▶ [Article]:
Opinion
DOCKET NO. A-2730-10T3
12-06-2011
ROBERT J. TRIFFIN, Plaintiff-Appellant, v. COMMUNITY PRESCHOOL & NURSERY, LLC, and SHANNEA DAKU, Defendants-Respondents.
Robert J. Triffin, appellant, argued the cause pro se. Respondents have not filed a brief.
NOT FOR PUBLICATION WITHOUT THE
APPROVAL OF THE APPELLATE DIVISION
Before Judges Sabatino and Fasciale.PER CURIAM
On appeal from the Superior Court of New Jersey, Law Division, Special Civil Part, Essex County, Docket No. DC-020562-10.
Robert J. Triffin, appellant, argued the cause pro se.
Respondents have not filed a brief.
In this uncontested appeal, plaintiff Robert J. Triffin seeks review of an order of the Special Civil Part dated January 21, 2011 denying his motion to compel the turnover of funds held by PNC Bank ("PNC") in an account owned by a judgment debtor, defendant Community Preschool & Nursery, LLC ("Community Preschool"). The trial court denied plaintiff's application, despite the fact that it was unopposed, because the PNC branch where Community Preschool does its banking is located in Pennsylvania. For the reasons that follow, we reverse and remand for the entry of an order granting the proposed turnover of funds to plaintiff.

▶ [Data supplied]:
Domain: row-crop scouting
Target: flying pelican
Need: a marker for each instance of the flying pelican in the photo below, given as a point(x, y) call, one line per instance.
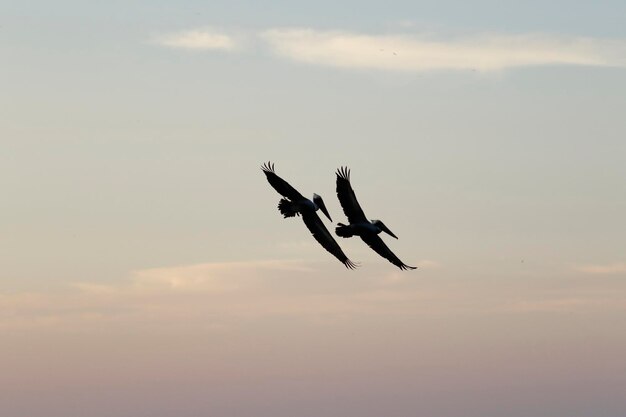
point(295, 204)
point(359, 225)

▶ [What is expected]: Reproduce word for word the passage of the appellate opinion starting at "In this uncontested" and ending at "funds to plaintiff.". The records aren't needed for this work.

▶ [Output for this exercise]:
In this uncontested appeal, plaintiff Robert J. Triffin seeks review of an order of the Special Civil Part dated January 21, 2011 denying his motion to compel the turnover of funds held by PNC Bank ("PNC") in an account owned by a judgment debtor, defendant Community Preschool & Nursery, LLC ("Community Preschool"). The trial court denied plaintiff's application, despite the fact that it was unopposed, because the PNC branch where Community Preschool does its banking is located in Pennsylvania. For the reasons that follow, we reverse and remand for the entry of an order granting the proposed turnover of funds to plaintiff.